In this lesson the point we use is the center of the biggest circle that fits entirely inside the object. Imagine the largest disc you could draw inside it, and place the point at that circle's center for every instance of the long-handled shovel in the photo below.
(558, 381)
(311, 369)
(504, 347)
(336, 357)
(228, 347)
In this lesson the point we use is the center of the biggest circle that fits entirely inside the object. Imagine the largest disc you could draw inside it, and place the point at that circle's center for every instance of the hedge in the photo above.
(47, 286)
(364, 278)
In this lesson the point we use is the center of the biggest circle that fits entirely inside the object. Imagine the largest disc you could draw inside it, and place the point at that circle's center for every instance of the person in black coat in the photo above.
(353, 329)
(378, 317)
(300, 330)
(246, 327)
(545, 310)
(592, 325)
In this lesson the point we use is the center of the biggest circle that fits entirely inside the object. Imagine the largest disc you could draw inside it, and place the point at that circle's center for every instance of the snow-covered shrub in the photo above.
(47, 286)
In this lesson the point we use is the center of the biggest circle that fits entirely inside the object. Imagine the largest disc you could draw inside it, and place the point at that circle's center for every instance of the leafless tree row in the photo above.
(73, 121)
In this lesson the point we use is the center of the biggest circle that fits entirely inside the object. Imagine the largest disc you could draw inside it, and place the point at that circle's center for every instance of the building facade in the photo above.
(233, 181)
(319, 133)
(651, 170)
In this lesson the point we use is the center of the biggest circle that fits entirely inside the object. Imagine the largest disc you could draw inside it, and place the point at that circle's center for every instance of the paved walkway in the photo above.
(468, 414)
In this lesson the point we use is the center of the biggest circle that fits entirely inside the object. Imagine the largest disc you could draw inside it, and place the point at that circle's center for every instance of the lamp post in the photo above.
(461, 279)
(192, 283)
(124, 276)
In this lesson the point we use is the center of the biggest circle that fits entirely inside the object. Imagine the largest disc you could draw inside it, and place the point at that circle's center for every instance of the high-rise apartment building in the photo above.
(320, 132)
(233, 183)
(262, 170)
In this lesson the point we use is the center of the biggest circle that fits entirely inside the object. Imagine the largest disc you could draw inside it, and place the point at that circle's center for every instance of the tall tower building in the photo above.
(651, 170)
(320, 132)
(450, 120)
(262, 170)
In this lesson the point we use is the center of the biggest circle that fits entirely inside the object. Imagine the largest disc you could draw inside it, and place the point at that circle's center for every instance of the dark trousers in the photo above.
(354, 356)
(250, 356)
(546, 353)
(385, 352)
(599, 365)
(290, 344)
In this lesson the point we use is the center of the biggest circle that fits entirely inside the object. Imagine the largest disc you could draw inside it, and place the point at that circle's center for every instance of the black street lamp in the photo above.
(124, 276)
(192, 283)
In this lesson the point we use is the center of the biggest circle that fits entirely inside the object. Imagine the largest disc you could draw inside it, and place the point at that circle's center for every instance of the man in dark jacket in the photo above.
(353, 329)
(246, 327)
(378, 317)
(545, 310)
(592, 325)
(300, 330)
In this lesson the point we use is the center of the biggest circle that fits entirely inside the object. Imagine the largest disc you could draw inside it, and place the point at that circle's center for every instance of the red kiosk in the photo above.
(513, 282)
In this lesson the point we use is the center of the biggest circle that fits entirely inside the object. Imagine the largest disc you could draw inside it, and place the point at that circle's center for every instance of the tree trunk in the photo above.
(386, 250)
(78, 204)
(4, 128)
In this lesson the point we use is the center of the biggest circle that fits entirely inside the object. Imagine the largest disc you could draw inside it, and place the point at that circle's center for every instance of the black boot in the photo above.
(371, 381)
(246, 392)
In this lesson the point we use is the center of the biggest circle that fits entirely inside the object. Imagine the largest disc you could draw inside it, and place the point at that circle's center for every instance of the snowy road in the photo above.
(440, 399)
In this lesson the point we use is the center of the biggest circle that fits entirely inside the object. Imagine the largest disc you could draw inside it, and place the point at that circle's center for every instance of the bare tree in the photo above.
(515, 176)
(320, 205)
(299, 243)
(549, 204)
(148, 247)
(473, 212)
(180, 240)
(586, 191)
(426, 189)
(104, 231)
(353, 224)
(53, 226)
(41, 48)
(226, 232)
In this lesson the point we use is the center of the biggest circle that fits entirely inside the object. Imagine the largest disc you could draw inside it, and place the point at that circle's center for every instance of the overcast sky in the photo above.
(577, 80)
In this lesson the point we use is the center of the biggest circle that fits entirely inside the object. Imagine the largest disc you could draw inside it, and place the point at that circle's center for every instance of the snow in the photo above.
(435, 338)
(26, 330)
——————————
● **The exercise**
Each line of the listing should be echoed back exactly.

● **Result**
In this lesson the point we use is the center of the biggest circle that fits entirely inside the object. Imagine the largest disc you could draw inside it, and place the point at that circle's center for every instance of the long-handled shovel in the photo below.
(558, 381)
(311, 369)
(504, 347)
(336, 357)
(228, 347)
In this lesson the point we use is the center of the biggest circle that fits entirely inside the object. Imagine the largest disc you could draw inside it, and place the point at that circle's center for every instance of the hedge in the photo above.
(47, 286)
(364, 278)
In this lesson the point we use is the center of the biggest circle that fits entirely inside the object. Imagine the largest disc you could draw inside it, and place the point at that circle's center for every instance of the person in black coat in the photo above.
(353, 329)
(378, 317)
(300, 330)
(246, 327)
(545, 310)
(592, 325)
In this lesson the point we use is the center of the biggest circle that fits entirely inside the object. Imagine the largest disc you could draw inside it, and place the point at that circle's center for every instance of the snow-covered shrub in the photo above.
(47, 286)
In this lesson the point we use is the center of the biggest circle that fits entirely inside the object. Imagine the largest disc you could draw inside it, and place the point at that circle's center for every instance of the leafless tree row in the photo above.
(73, 121)
In this lesson the point we use is the center of the biggest circle that fits entirely inside the object. Imagine the largest disc you could draw inside it, and place the point at that circle's center for every instance of the building facade in the photo above.
(233, 181)
(319, 133)
(651, 170)
In this lesson the point we use is the center of the biggest circle that fits entirely inside the object. Imagine the largest disc you could draw inside it, and place the point at that circle's center for every instance of the paved walkway in the photo above.
(468, 414)
In this lesson the point we use is the center of the biggest circle that fits entirely inside the object. Imagine the largest disc you could draw inside it, and place the point at that circle's center for every instance of the lamp post in the photo above.
(461, 279)
(192, 283)
(124, 276)
In this lesson the point we use is the center of the biggest circle that fits entirely inside the object. Imagine the largest disc you could draw inside it, and place the point at that circle's center for every instance of the high-rise apartment building in the photo above.
(320, 132)
(233, 183)
(262, 170)
In this lesson the point we use is the center of the biggest circle that fits entirely inside the object. Imagine the largest disc you could draw inside it, and place the point at that circle's center for every instance of the tall tower building in the photo above.
(651, 170)
(320, 132)
(450, 120)
(262, 170)
In this lesson the point we use is the center of the biggest circle that fits entirely inside the object. Imagine the largest disc you could draw inside it, and place the point at that circle's center for every instance of the dark trousers in the photo above.
(354, 356)
(250, 356)
(546, 353)
(385, 352)
(599, 365)
(290, 344)
In this lesson the point we use is the center of the biggest circle that fits entirely inside the object. Imagine the largest disc you could draw inside it, and place the point at that circle's center for every instance of the black street lamp in the photo above.
(124, 276)
(192, 283)
In this lesson the point we use is the center of the biggest circle that fits entirely inside the object. Imagine the largest disc you could draw inside it, and place the point at that circle's center for every instance of the man in dark jacket in the photo above.
(353, 329)
(246, 327)
(378, 317)
(545, 310)
(592, 325)
(300, 330)
In this lesson the point we use is the center of the biggest circle that fits entirely inside the object. Imagine the largest disc you could draw inside it, and place the point at that circle's center for every instance of the red kiosk in the photo above.
(513, 282)
In this lesson the point we use is the center of the biggest circle that fits entirely inside the object. Imagine the largest disc you could draw inside it, and place the point at that circle's center for every instance of the tree trunk in the photo above.
(386, 250)
(78, 204)
(4, 128)
In this lesson the point we use is the center of the biggest circle that fits entirely inside the object. Imagine the largest disc you could draw inside it, and place the point at that circle's center for every instance of the black boot in the photo above.
(371, 381)
(246, 392)
In this lesson the point we use is the center of the biggest circle that fits entirely inside the object. Imagine the largest disc you could draw inside it, and place the point at that circle's center for every instance of the snowy road in the photo above.
(440, 399)
In this lesson the point we use is the center of the biggest circle that fits entirely inside the object. Imagine the largest disc you could draw inside it, and place the point at that circle's center for every instance of the bare tree in the photo above.
(515, 176)
(320, 205)
(299, 243)
(549, 204)
(148, 247)
(473, 212)
(180, 240)
(586, 191)
(426, 189)
(104, 231)
(353, 224)
(53, 226)
(41, 48)
(226, 232)
In this lesson the point we use is the center of the biggest circle that fits entirely inside the object. Imagine the largest disc you could draw inside it, and place the point at that circle's center for every instance of the overcast sky in the photo above.
(577, 80)
In this lesson the point we use is the center of the biggest circle that fits entirely inside the object. Imagine the largest disc you could draw inside it, and place the point at that circle's center for every instance of the snow in the photo above.
(435, 338)
(26, 330)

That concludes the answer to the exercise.